### DATASET CONTENT
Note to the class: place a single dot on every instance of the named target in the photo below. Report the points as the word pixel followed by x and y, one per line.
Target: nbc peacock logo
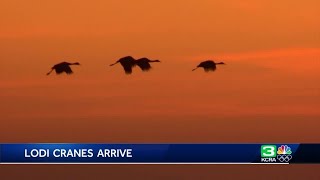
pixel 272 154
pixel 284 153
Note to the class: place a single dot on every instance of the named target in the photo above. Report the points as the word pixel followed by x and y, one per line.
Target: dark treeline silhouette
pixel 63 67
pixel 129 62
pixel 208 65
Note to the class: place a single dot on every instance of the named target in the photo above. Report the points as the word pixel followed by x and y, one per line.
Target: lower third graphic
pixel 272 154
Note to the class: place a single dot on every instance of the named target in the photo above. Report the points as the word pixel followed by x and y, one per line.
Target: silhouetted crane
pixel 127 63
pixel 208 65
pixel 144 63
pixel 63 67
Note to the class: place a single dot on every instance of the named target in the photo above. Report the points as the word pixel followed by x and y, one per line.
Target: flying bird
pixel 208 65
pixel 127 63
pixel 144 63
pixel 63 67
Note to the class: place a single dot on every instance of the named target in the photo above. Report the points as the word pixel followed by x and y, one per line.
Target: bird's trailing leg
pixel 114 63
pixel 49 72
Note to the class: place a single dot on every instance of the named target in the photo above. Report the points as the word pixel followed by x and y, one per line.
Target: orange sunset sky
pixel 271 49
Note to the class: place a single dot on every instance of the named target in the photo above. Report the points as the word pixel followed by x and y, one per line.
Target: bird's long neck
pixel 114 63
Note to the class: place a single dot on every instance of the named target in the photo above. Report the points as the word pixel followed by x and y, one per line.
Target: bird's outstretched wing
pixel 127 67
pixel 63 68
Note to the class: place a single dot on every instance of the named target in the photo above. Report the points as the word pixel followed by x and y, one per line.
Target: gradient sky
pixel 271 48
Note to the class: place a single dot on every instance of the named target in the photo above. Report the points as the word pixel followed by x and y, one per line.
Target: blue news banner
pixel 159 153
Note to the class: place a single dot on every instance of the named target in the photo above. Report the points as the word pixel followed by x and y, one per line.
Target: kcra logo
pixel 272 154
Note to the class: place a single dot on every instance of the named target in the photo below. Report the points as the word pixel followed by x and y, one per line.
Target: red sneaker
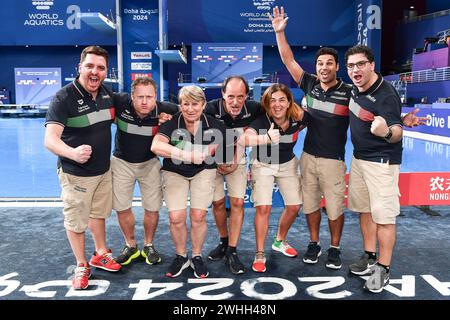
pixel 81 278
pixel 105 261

* * *

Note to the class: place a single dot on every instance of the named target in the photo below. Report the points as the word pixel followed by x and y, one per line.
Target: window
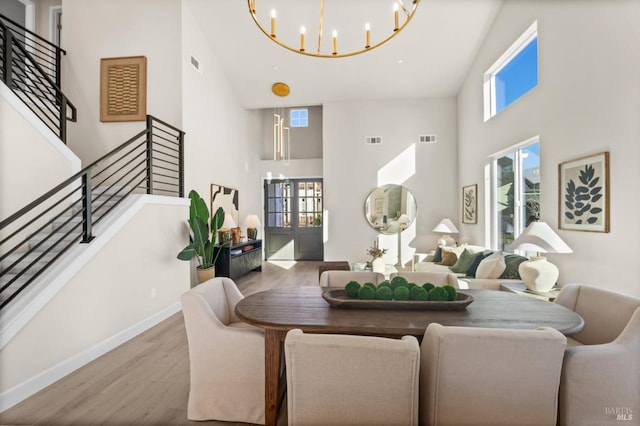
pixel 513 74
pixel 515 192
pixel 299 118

---

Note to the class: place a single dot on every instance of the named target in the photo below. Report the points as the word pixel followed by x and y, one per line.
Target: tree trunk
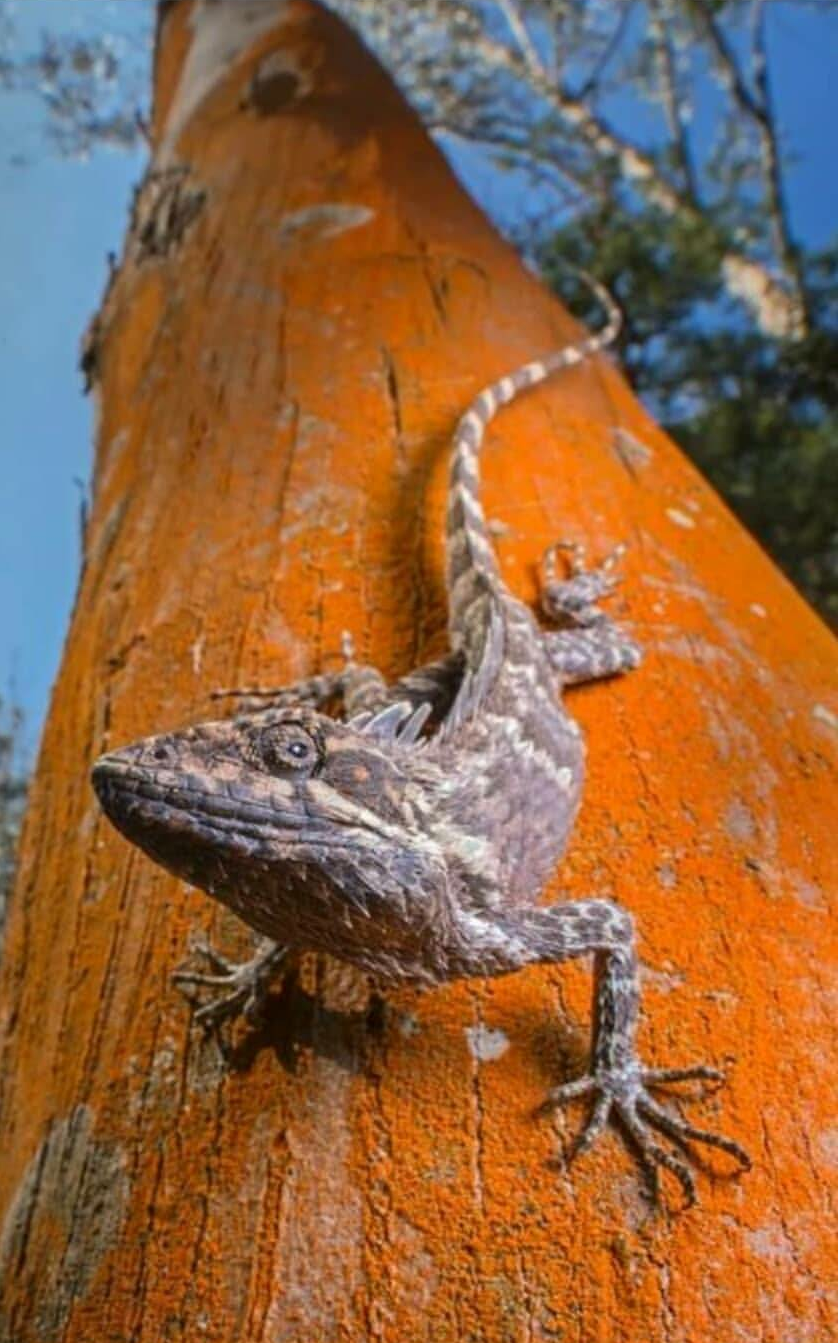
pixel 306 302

### STATED GOAL
Count the lines of the data above that contain the string "logo", treating uppercase and lowercase as different. Reply with the number alone.

### FINISHED ANSWER
2